# Ruffed Grouse in Turtle Mountains



## waldo (Mar 7, 2002)

Can anyone give me some info on where I can find some Ruffed Grouse in the Turtle Mountains. Not looking to steal a favorite spot from someone, I hunt pheasants almost exclusively and will be lucky if I hunt Ruffs once this year. I have 2 pointing dogs that will work close if I want them to. Anything anyone can tell me would be great, I have never hunted them before.


----------



## mburgess (Aug 11, 2003)

I gave it a try last year up in the Wakopa WMA. There are trails all over up there. I didn't have any luck a year ago, but I did hear the whir of wings once. I hunted up there during the opener with trees on the leaves. I'm going to give it a try in early december when I go back home to Rolla for a weekend. I've heard your chances are better when the leaves are off the trees. I wish I could be more help. There is plenty of land to walk once you get up there.


----------



## KEN W (Feb 22, 2002)

mburgess said:


> I gave it a try last year up in the Wakopa WMA. There are trails all over up there. I didn't have any luck a year ago, but I did hear the whir of wings once. I hunted up there during the opener with trees on the leaves. I'm going to give it a try in early december when I go back home to Rolla for a weekend. I've heard your chances are better when the leaves are off the trees. I wish I could be more help. There is plenty of land to walk once you get up there.


Shouldn't be any of those in December.


----------

WORKING DATA:
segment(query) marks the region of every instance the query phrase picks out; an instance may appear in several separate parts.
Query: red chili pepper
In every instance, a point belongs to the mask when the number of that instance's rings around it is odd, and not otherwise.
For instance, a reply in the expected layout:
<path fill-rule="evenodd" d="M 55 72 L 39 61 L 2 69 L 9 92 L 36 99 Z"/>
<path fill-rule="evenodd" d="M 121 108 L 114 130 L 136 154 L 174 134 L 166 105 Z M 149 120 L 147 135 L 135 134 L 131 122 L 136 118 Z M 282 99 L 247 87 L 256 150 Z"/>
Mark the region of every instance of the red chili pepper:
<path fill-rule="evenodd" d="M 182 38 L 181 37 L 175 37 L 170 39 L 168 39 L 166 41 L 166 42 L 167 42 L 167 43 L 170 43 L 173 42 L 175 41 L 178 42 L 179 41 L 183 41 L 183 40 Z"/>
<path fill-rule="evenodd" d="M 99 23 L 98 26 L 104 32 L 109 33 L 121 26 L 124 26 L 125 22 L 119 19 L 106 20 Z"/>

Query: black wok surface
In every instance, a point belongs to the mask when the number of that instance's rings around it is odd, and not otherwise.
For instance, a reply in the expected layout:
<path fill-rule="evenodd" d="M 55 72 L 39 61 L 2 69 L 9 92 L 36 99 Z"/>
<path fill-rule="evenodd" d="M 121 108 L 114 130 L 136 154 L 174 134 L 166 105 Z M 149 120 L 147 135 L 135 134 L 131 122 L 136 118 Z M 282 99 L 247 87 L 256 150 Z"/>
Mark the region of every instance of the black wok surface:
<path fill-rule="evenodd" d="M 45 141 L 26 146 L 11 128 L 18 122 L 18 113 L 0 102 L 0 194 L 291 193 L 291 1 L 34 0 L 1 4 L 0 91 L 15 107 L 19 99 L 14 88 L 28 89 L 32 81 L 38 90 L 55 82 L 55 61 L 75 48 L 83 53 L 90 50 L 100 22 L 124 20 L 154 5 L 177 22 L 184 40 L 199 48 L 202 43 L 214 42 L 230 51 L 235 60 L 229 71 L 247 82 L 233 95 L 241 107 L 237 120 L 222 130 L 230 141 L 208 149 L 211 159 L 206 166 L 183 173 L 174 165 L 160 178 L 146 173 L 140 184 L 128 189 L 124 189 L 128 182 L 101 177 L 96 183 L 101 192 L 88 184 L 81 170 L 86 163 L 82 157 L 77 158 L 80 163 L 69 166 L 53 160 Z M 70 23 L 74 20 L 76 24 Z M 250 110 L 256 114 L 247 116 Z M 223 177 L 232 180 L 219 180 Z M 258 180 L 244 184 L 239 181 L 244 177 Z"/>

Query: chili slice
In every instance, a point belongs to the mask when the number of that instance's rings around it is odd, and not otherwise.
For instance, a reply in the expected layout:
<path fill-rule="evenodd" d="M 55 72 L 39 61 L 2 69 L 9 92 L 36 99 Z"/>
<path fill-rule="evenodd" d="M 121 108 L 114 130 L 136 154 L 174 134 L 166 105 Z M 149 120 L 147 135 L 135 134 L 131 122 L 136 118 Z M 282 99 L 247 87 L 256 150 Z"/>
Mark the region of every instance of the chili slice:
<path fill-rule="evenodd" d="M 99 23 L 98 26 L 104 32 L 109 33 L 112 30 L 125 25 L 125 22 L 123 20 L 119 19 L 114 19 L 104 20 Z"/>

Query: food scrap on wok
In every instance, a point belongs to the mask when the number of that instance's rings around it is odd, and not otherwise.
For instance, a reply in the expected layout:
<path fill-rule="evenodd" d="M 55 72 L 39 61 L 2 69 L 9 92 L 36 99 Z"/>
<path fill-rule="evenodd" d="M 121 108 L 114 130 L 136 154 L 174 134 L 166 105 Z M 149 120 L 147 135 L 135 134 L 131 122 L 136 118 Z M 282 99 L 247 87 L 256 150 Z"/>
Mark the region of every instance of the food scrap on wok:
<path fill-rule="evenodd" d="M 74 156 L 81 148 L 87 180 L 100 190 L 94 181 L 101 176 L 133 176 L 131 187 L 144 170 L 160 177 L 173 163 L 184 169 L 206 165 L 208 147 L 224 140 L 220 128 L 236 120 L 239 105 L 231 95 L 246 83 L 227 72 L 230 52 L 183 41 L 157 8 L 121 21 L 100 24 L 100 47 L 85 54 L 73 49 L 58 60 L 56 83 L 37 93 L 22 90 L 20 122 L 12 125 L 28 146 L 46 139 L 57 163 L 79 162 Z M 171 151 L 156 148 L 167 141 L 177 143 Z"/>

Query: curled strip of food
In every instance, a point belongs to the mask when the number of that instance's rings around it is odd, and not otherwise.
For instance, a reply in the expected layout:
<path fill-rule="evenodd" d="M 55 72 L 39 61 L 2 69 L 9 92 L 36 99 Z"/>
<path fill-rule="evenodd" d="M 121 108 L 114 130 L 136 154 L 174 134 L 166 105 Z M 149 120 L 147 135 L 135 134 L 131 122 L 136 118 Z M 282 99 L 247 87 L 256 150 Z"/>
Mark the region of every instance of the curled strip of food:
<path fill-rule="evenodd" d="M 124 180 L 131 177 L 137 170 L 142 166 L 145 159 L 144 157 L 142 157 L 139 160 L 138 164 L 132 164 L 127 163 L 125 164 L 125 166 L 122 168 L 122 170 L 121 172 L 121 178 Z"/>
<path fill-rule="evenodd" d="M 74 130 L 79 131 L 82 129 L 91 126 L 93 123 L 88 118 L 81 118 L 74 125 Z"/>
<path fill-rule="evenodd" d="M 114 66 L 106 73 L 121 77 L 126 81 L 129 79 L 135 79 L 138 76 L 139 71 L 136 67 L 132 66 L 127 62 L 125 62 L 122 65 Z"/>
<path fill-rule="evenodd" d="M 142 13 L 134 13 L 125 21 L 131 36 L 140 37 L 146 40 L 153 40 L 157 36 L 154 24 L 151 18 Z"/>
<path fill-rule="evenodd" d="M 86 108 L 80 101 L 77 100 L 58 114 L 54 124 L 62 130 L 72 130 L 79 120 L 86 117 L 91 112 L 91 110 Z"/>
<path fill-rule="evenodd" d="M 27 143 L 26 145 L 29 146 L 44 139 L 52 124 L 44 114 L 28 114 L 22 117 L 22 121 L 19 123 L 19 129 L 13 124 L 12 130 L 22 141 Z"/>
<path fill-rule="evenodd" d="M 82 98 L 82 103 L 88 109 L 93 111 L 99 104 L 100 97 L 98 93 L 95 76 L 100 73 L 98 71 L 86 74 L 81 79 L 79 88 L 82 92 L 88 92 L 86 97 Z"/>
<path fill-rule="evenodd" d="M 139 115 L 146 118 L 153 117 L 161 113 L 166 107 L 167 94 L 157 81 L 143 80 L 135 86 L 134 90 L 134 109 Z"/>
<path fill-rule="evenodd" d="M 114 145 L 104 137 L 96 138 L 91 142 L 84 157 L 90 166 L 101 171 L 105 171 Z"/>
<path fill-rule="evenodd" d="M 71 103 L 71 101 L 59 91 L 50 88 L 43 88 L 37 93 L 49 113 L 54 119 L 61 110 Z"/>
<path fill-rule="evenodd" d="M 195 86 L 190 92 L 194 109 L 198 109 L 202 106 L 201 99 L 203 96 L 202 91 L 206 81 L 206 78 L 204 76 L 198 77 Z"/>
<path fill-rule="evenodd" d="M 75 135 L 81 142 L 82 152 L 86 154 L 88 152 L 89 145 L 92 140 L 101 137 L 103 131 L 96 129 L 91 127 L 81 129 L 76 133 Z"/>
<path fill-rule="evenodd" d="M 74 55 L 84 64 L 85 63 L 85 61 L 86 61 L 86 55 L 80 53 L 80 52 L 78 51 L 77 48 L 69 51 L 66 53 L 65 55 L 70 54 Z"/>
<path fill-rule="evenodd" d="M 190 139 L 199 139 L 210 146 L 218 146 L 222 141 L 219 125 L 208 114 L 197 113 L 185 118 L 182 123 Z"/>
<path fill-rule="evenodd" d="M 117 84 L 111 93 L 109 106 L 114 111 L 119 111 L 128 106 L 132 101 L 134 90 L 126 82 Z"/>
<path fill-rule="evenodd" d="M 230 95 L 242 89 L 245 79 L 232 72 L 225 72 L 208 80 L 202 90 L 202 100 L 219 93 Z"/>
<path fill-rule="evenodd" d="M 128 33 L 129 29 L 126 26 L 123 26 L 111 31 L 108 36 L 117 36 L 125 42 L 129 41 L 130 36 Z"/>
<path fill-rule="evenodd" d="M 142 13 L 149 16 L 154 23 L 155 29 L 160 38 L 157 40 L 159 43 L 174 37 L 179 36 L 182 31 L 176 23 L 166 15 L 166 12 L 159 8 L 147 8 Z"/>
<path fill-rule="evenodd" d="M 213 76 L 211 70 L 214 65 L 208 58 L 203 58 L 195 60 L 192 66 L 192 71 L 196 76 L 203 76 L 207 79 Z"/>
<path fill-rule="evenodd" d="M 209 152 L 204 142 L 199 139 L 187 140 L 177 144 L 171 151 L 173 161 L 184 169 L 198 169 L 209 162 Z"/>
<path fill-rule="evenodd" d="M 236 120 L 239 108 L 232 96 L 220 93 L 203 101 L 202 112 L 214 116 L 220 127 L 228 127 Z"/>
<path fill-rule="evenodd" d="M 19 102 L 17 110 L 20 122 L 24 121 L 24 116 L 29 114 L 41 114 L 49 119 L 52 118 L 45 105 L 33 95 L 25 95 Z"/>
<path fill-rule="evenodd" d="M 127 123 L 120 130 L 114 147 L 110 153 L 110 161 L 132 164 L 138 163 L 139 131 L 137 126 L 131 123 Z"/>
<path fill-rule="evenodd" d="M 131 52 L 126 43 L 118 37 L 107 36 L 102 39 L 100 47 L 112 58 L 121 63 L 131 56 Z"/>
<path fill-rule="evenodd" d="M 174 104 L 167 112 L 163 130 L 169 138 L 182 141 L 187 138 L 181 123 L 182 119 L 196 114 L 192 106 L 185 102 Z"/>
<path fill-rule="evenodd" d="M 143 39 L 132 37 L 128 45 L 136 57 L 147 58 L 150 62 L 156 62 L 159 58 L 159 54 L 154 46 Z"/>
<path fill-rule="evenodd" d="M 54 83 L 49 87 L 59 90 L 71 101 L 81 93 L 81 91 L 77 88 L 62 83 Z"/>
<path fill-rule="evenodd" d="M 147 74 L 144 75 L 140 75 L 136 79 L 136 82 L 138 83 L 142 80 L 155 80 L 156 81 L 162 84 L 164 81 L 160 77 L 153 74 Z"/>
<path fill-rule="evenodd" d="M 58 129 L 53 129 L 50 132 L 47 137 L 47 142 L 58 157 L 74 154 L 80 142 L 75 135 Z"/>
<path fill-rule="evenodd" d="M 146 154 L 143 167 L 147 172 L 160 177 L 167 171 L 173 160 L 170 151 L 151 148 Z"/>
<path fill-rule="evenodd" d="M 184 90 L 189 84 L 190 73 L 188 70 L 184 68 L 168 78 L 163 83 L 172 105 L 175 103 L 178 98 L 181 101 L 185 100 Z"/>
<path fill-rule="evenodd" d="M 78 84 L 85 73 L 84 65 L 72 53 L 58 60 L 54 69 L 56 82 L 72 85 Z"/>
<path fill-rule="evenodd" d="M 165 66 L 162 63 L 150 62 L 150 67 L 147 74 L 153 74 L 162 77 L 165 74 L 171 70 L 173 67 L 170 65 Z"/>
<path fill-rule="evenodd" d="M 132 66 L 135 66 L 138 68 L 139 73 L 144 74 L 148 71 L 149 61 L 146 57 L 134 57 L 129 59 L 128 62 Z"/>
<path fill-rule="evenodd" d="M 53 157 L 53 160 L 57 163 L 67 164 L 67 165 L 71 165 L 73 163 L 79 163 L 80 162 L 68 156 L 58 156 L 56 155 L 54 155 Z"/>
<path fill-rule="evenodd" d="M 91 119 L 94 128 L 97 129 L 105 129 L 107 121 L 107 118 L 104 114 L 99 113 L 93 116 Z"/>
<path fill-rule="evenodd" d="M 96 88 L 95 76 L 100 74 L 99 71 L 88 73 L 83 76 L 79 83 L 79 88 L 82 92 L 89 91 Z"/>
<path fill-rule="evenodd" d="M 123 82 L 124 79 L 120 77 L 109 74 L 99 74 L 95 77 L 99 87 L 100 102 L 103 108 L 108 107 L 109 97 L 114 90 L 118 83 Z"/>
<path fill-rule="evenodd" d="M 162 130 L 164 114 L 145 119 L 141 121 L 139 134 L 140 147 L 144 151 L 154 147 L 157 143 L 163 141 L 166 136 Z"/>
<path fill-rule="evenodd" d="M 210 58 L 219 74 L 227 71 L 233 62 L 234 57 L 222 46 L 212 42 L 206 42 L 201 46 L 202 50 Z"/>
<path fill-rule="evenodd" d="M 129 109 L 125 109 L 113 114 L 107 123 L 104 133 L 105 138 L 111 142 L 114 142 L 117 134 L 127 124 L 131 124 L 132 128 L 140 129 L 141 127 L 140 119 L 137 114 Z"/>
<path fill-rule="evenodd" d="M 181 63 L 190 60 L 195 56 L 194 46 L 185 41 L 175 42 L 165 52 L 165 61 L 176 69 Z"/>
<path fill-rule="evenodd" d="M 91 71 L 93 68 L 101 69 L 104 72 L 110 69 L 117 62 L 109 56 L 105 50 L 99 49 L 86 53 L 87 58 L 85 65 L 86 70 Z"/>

TASK SET:
A: Quote the forum thread on Ruffed Grouse in the Turtle Mountains in full, word for word.
B: Rewrite the records from their first line through the line containing "182 38 L 181", substituting "green chili pepper" for "red chili pepper" and leaving everything else untouched.
The forum thread and the records have nothing to do with each other.

ANSWERS FOR THIS EXERCISE:
A:
# Ruffed Grouse in Turtle Mountains



## waldo (Mar 7, 2002)

Can anyone give me some info on where I can find some Ruffed Grouse in the Turtle Mountains. Not looking to steal a favorite spot from someone, I hunt pheasants almost exclusively and will be lucky if I hunt Ruffs once this year. I have 2 pointing dogs that will work close if I want them to. Anything anyone can tell me would be great, I have never hunted them before.


----------



## mburgess (Aug 11, 2003)

I gave it a try last year up in the Wakopa WMA. There are trails all over up there. I didn't have any luck a year ago, but I did hear the whir of wings once. I hunted up there during the opener with trees on the leaves. I'm going to give it a try in early december when I go back home to Rolla for a weekend. I've heard your chances are better when the leaves are off the trees. I wish I could be more help. There is plenty of land to walk once you get up there.


----------



## KEN W (Feb 22, 2002)

mburgess said:


> I gave it a try last year up in the Wakopa WMA. There are trails all over up there. I didn't have any luck a year ago, but I did hear the whir of wings once. I hunted up there during the opener with trees on the leaves. I'm going to give it a try in early december when I go back home to Rolla for a weekend. I've heard your chances are better when the leaves are off the trees. I wish I could be more help. There is plenty of land to walk once you get up there.


Shouldn't be any of those in December.


----------

B:
segment(query) marks the region of every instance the query phrase picks out; an instance may appear in several separate parts.
Query: green chili pepper
In every instance, a point belongs to the mask when the number of that instance's rings around it is odd, and not otherwise.
For instance, a reply in the expected layout:
<path fill-rule="evenodd" d="M 55 72 L 39 61 L 2 69 L 9 92 L 36 99 Z"/>
<path fill-rule="evenodd" d="M 121 108 L 114 130 L 136 154 L 174 134 L 166 105 Z M 149 120 L 147 135 L 135 134 L 131 122 L 136 118 Z M 282 99 L 247 87 L 256 150 Z"/>
Mark the region of every instance of the green chili pepper:
<path fill-rule="evenodd" d="M 182 38 L 181 37 L 175 37 L 170 39 L 168 39 L 166 41 L 166 42 L 167 42 L 167 43 L 170 43 L 173 42 L 175 41 L 178 42 L 179 41 L 183 41 L 183 40 Z"/>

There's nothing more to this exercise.